### Document section:
===
They still won't reliably be able to derive a plain text password that will hash to the same value you stored.
Revisiting the problems we discussed above - if we use a modern hashing algorithm developed for passwords, we can be sure of the following:
- Hashing the hash value will not yield the same hash value. For example, if
hash(a)
is equal tob
, thenhash(b)
is not equal tob
. - The odds of guessing a plain text password that hashes to the same value as the actual plain text password are astronomically small. For example, if
hash(a)
isb
, then it's extraordinarily unlikely thathash(c)
will also equalb
.
And above all else, while getting from plain text to cyphertext is deterministic and easy, getting from cyphertext to plain text is intractable and impossible for today's computing systems.
Here's a workflow of our hashing scheme:
The key here is that we only store the hash. The hash cannot be used as the password, it is only used to compare against another hash. When a user logs in, they enter their password, and we hash the input using the same algorithm. By definition, if the user entered the correct password, then the hash of what they entered will be equal to the hash stored in the database. If they entered a different password, the algorithm essentially guarantees that the hash of the input will not be the same as what was stored in the database.
Attacks, counter measures, and salt
Simply using the best available hashing strategy takes us a long way towards secure password storage, but it's not the whole story. Let's first isolate two motivations for an attack on passwords:
- The attacker wants to login as a specific person. In this scenario, the attacker is interested in a specific person's account - maybe this is a high profile person, and they want to get some information about them. In this scenario, they must guess that particular person's password.
===
[Data entries]
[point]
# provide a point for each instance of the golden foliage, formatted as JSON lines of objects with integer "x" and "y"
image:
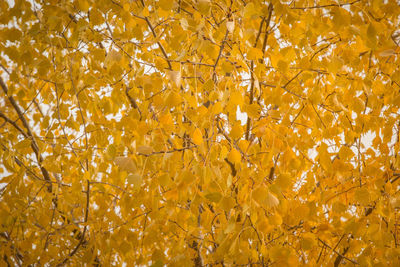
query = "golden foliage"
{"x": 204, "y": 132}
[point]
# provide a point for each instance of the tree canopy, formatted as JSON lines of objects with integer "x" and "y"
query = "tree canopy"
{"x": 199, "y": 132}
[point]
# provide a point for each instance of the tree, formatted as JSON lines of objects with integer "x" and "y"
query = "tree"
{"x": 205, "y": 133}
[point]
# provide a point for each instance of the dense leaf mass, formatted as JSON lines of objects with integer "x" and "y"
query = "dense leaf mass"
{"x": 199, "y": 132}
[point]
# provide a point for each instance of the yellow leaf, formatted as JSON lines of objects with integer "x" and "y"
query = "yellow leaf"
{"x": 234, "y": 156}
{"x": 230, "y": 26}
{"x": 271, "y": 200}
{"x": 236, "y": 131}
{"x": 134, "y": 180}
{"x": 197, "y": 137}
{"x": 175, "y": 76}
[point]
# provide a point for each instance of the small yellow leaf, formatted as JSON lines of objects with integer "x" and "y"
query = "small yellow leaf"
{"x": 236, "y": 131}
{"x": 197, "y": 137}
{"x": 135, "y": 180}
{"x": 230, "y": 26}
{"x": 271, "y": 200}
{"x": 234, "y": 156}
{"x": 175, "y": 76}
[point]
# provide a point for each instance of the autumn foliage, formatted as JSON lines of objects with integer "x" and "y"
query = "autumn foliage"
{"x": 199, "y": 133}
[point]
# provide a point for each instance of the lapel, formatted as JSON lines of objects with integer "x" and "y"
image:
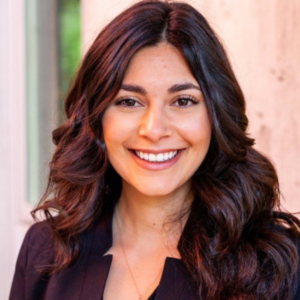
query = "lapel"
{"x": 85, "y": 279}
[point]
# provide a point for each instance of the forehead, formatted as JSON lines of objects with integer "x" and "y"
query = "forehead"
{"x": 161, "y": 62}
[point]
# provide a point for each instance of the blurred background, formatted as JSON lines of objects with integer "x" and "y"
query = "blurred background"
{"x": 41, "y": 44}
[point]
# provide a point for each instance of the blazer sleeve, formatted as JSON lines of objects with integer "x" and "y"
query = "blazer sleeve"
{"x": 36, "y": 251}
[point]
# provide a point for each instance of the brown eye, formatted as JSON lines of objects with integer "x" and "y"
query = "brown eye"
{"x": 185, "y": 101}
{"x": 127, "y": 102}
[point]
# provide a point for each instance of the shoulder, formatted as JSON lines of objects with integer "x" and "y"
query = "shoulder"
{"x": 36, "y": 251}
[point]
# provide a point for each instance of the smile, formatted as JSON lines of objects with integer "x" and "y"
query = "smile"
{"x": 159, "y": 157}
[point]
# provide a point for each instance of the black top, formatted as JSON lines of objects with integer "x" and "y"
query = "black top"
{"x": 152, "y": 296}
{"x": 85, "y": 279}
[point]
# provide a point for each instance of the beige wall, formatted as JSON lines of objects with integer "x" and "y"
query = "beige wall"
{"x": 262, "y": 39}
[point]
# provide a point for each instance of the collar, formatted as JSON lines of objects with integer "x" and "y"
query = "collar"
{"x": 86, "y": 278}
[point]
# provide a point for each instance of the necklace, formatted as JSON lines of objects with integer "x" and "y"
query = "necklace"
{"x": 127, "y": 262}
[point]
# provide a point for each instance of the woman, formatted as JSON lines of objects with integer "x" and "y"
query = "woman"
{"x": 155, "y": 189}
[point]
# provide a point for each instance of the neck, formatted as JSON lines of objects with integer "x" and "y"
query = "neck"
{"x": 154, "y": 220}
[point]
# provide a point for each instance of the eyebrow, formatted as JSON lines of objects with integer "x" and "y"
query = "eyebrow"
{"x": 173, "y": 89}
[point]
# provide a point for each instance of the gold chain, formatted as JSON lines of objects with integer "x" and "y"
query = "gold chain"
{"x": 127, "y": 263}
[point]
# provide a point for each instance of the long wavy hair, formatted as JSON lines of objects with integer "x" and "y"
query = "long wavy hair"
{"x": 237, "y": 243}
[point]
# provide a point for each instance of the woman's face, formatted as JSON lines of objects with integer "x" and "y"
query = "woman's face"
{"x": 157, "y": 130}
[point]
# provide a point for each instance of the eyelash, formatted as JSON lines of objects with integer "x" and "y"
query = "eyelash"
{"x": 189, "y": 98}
===
### Work instructions:
1) In the passage on password hashing, what is the stored hash used for?
2) Extend the passage on password hashing, starting right after its last sentence.
The records were drawn from a different source than the passage on password hashing.

### Task responses:
1) It is only used to compare against another hash.

2)
- The attacker wants to login as anyone. In this scenario, the attacker doesn't really care who they can login as, they just want to get into the system. This could be because all users have the same access, perhaps to other things on the machine or within the application. It can also be as simple as a bank account - the thief doesn't care all that much who their victim is - anyone will due.
With these two scenarios in mind, let' consider how our hashed passwords fair against some basic strategies of attack.
The most straightforward attack is - guess the user's password. Take a user (user_a
), and pick a password - badpassword
. Try it. If it works, hooray (or boo), if it doesn't try another password. If the user's password is password
, no algorithm - Argon2 or otherwise - will protect it. No need for quantum computing either. If the password is easily guessable, the attacker can just guess.
Pro Tip💡 Most applications will lock an account after a number of failed password attempts. Recognizing that a bot can try to log in thousands of times to a web app, it makes sense to implement some sort of trigger in your web application to lock accounts after some number of failed password attempts. Two or three is too few - lots of users mistype things again and again. But after a few dozen attempts, your application should be wise to the potential that the login attempts could very well be a bot - and that bot is trying common passwords. Lock the account, notify the user (by some other means).
Repeatedly guessing a login is a logical approach for Scenario 1 - where you perhaps know the username of the person you are trying to attack. It's a little less reasonable for Scenario 2 - in that you are targeting all users. In Scenario 2, there is a distinction between whether the attacker is aware of the valid set of usernames, or not. If the attacker is aware, then attacker just chooses a username, and then starts guessing passwords. If the usernames are not known, the attacker first must figure out a valid username to start guessing passwords for.
Pro Tip💡 There are two types of login failures - (1) a valid username was given, with an incorrect password and (2) an invalid username was given. Best practice dictates that your application should not tell the user which reason. This is so a potential attacker cannot use the login system to "guess" a valid username - which is the first step in guessing a password.
All of the above amounts to a straightforward attack strategy - guess, over and over again. It should come as no surprise that the accounts that fall prey to this attack are the account with exceptionally poor passwords. Typically attackers will build bots to programmatically attempt password guesses. Most applications will implement a lockout feature on an account after a fixed number of login failures, and will also throttle attempts to prevent bots from blasting the login with thousands of attempts per-second. Thus, it's generally only when a user picks a really simple and easy to guess password does this type of attack work.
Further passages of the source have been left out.